» Task to carry out
Please count the lines in the records below that contain the string "hillside", with uppercase and lowercase treated as different. Reply with the number alone.

┌─ Items

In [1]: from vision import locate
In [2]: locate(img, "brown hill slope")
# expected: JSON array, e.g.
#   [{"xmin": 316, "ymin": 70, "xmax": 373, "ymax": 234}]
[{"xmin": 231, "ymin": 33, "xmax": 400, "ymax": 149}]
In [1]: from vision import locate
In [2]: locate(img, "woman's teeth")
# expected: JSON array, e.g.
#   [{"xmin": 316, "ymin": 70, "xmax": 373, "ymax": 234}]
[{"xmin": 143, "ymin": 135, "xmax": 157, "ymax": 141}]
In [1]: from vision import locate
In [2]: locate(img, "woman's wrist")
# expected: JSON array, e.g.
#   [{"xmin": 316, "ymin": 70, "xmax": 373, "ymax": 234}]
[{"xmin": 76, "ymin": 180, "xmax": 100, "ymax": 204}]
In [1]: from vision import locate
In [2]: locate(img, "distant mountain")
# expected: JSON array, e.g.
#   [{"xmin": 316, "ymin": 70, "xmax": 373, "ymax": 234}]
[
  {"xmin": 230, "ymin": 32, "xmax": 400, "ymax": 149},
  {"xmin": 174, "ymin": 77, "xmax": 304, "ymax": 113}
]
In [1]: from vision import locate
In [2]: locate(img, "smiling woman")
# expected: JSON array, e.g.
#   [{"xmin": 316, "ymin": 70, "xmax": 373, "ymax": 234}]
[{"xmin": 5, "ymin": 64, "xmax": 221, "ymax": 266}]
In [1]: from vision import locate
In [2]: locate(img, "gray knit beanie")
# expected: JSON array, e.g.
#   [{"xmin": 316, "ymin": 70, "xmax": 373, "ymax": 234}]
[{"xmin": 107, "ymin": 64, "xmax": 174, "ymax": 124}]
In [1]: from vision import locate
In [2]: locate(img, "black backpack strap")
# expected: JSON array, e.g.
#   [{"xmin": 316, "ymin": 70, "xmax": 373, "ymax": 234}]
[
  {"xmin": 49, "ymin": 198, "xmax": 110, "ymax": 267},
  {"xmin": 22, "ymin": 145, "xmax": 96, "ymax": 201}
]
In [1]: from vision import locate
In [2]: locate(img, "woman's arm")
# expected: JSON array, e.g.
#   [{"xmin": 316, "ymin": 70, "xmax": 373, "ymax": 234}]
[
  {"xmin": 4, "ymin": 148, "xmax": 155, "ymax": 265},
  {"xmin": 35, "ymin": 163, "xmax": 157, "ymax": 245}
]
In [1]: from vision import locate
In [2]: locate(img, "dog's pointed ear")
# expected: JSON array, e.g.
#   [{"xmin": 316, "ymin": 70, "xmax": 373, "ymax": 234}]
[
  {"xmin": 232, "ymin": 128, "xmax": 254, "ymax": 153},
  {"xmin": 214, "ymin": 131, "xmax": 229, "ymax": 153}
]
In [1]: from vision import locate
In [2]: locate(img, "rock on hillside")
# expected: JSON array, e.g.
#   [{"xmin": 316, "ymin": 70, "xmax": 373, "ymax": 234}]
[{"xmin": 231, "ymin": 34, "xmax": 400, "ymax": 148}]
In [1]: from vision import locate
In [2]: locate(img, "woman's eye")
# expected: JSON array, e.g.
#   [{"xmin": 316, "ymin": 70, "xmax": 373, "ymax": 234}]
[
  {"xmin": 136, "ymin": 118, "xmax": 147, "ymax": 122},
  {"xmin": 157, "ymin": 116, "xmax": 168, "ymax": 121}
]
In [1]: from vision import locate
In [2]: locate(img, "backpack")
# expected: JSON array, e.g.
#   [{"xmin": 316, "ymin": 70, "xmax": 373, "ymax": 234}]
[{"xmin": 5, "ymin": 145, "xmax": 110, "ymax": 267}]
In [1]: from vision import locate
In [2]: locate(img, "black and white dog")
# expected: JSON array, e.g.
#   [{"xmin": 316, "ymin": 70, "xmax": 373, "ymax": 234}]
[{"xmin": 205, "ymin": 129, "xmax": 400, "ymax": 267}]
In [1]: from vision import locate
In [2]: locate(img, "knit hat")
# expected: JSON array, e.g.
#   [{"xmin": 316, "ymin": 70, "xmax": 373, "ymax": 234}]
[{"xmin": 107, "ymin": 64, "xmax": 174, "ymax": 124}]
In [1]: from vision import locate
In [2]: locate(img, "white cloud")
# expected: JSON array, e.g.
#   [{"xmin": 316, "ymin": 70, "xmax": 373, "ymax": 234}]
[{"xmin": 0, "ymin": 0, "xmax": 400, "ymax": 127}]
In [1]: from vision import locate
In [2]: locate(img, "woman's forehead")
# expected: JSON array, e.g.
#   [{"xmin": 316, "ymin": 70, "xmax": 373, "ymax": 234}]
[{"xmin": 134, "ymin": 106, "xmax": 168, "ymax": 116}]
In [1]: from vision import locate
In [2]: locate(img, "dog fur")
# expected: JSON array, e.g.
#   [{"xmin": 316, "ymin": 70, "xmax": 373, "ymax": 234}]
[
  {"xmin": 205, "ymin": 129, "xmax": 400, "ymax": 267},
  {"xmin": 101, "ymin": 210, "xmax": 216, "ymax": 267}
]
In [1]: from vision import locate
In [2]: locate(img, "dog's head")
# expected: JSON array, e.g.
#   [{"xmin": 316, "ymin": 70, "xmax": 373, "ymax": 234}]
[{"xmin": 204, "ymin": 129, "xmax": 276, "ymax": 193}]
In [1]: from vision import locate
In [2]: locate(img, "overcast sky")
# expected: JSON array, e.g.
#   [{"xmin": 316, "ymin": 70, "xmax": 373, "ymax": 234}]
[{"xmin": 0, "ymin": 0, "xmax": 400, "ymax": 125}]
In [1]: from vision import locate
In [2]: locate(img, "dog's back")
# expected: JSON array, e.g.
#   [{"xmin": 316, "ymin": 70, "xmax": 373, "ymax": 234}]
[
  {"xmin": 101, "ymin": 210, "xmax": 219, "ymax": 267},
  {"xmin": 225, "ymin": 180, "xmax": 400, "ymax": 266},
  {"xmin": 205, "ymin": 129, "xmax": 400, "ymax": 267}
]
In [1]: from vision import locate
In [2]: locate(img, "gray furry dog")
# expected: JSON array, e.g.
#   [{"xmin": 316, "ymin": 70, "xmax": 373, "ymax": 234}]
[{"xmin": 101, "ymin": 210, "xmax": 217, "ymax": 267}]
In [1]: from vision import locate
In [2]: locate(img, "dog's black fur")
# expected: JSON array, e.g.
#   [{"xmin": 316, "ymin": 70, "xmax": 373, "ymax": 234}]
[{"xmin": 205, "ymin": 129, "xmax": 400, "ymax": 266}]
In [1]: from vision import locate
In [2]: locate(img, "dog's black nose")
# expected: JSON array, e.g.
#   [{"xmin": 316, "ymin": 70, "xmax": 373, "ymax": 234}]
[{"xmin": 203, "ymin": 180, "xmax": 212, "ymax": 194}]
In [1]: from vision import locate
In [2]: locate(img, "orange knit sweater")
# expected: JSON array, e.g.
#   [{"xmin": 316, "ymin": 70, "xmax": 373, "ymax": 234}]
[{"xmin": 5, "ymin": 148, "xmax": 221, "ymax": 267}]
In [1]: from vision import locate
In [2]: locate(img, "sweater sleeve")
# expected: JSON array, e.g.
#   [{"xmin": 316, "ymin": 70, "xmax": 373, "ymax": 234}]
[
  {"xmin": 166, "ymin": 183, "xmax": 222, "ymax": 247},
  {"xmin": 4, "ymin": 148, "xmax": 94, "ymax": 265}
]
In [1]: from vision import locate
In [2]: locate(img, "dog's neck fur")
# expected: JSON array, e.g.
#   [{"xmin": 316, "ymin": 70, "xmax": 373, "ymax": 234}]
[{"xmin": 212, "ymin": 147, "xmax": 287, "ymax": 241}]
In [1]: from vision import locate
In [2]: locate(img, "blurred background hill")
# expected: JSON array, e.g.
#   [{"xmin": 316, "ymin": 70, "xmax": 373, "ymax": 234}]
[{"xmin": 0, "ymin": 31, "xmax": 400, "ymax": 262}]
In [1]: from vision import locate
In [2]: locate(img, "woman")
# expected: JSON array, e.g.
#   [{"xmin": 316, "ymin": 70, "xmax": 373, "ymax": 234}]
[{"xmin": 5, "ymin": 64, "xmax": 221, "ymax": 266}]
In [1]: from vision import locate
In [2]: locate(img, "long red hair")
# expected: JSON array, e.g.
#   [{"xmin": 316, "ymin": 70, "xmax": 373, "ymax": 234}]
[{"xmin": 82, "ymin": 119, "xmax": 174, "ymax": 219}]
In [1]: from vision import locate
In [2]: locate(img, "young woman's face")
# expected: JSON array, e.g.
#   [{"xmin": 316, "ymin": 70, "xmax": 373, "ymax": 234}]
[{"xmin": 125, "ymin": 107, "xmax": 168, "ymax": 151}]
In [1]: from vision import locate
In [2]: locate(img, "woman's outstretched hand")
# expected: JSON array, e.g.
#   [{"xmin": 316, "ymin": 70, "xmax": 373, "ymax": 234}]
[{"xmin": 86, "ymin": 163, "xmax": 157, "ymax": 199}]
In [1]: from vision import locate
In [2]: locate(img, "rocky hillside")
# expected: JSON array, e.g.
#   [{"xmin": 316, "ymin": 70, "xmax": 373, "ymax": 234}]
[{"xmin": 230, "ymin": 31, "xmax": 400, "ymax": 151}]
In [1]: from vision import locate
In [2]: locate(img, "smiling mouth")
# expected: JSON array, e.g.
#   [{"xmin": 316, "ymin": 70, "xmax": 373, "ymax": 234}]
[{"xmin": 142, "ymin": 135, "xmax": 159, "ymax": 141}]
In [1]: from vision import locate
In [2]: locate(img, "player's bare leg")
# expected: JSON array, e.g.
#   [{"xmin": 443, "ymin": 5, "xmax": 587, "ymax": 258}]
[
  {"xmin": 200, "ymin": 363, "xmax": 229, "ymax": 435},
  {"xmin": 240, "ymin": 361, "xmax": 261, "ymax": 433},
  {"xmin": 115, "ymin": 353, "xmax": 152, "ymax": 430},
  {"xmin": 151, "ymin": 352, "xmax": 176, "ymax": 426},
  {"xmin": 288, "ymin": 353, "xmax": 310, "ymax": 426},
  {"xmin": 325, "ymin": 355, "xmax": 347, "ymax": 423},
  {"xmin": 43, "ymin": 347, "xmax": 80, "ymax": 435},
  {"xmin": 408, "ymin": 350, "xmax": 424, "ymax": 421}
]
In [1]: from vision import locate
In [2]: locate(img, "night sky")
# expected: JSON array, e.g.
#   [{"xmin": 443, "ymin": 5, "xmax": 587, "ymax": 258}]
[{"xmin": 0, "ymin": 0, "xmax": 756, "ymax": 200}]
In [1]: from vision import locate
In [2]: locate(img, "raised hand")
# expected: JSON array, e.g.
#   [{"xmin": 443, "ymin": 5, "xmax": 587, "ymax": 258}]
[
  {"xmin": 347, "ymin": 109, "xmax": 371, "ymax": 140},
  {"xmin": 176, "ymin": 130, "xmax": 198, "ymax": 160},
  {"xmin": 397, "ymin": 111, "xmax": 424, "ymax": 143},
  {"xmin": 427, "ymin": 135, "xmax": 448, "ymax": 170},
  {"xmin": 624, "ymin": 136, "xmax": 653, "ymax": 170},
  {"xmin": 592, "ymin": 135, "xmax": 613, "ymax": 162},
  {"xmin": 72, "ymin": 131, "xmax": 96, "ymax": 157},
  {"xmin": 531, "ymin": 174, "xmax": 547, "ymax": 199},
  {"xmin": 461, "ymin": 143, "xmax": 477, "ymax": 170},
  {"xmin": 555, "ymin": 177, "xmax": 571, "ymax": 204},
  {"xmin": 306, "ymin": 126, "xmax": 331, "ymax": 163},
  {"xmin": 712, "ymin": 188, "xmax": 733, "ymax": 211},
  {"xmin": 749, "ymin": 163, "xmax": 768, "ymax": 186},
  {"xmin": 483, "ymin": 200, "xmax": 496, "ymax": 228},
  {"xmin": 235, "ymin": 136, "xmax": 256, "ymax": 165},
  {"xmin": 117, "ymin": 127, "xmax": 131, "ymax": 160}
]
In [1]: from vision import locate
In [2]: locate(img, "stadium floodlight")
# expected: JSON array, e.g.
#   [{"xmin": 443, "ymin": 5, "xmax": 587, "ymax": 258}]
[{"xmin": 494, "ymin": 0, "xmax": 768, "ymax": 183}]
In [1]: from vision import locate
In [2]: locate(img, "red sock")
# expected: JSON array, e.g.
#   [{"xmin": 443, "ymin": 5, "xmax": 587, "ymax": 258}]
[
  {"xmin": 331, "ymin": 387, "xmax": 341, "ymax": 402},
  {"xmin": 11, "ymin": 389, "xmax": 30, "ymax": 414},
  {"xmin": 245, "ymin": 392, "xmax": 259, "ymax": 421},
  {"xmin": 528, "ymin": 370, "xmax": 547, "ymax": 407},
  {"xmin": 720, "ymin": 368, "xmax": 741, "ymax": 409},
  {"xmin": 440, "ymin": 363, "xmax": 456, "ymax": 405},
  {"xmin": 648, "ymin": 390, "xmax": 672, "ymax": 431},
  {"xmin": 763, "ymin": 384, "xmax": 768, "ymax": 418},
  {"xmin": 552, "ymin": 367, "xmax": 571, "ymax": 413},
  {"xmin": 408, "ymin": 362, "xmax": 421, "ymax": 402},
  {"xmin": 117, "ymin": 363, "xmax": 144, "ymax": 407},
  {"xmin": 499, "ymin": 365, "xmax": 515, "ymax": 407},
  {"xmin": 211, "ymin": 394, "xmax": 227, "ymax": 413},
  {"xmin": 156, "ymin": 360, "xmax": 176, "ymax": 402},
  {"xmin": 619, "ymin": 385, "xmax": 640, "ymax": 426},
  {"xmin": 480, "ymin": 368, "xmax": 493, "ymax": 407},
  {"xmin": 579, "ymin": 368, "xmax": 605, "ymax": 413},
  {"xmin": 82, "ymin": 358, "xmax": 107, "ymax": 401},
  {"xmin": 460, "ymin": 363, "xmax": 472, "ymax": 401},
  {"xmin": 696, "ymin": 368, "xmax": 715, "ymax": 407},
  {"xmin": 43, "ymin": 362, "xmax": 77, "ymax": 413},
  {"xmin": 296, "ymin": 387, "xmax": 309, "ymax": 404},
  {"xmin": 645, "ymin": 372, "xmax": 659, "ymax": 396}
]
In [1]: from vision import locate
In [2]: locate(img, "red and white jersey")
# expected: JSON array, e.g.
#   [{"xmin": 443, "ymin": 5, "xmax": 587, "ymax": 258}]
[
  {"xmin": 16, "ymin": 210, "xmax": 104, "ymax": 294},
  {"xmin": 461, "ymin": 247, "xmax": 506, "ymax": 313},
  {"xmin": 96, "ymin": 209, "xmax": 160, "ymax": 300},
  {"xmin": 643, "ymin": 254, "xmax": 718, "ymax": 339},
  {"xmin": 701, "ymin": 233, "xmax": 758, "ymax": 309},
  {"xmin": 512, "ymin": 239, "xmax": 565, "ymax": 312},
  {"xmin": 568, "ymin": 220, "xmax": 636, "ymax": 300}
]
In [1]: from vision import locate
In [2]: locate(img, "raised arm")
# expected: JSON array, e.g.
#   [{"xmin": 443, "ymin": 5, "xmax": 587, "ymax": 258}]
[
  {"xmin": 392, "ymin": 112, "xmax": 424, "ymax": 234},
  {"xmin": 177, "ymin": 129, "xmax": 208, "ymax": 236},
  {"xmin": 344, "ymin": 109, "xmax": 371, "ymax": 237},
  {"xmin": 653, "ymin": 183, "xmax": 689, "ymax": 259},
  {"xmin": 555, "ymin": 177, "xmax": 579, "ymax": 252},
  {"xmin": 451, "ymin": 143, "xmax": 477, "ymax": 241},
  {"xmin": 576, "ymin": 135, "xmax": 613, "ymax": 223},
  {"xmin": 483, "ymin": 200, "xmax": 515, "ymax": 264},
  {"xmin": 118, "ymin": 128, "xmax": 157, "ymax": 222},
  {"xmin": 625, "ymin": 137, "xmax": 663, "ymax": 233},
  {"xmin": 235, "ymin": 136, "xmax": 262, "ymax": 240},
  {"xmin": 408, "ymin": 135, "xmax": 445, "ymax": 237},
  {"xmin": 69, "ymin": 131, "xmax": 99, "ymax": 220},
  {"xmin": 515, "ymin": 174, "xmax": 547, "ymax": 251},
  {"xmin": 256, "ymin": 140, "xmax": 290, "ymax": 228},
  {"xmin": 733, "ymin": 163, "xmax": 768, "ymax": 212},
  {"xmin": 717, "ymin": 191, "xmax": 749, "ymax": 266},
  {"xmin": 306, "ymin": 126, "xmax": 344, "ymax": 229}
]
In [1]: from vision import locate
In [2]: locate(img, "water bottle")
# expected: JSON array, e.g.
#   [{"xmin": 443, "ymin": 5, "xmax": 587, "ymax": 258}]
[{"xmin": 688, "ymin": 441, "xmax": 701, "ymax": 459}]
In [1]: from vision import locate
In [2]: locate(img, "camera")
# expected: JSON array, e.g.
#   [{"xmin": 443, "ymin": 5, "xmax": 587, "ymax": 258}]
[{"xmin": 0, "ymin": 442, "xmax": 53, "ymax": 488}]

└─

» Exercise result
2